[Natural-language object grounding data]

┄┄┄┄┄┄

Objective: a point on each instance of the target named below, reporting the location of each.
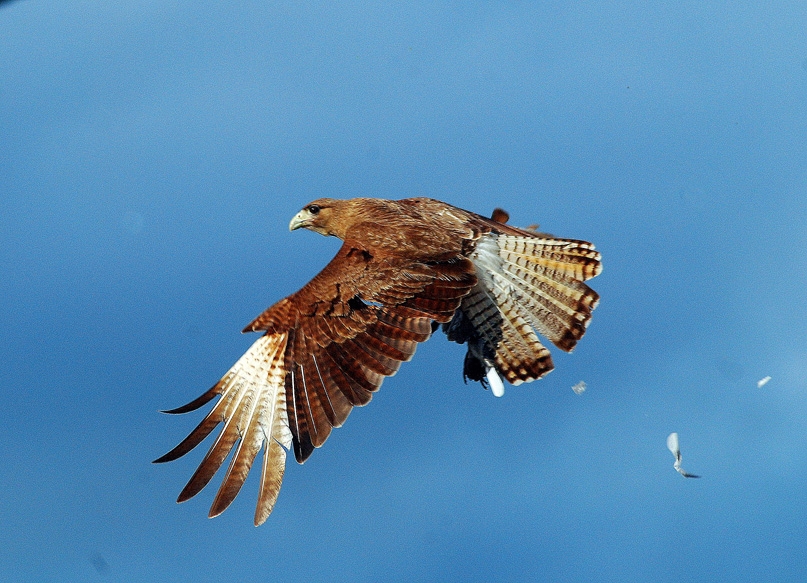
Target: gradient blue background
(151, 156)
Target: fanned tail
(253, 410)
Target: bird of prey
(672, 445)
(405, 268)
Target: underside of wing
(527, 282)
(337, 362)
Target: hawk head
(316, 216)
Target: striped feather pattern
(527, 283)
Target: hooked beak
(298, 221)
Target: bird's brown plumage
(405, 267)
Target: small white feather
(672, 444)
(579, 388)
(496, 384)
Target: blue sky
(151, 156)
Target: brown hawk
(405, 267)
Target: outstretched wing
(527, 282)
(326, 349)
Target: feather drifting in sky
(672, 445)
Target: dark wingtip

┄┄┄┄┄┄

» PROBLEM DETAILS:
Find the line that contains "Target: gradient blue background". Write out that line and every line after it through the end of the data, exactly, and nothing else.

» EXERCISE SOLUTION:
Target: gradient blue background
(151, 156)
Target: fanned tail
(253, 410)
Target: bird of prey
(672, 445)
(405, 268)
Target: underside of wing
(527, 282)
(337, 362)
Target: hawk head
(316, 216)
Target: striped feather pattern
(527, 283)
Target: hooked beak
(298, 221)
Target: bird's brown plumage
(405, 267)
Target: small white feather
(672, 444)
(579, 388)
(496, 384)
Target: blue sky
(151, 156)
Target: brown hawk
(405, 267)
Target: outstretched wing
(527, 282)
(326, 349)
Target: feather drifting in sky
(672, 445)
Target: dark wingtip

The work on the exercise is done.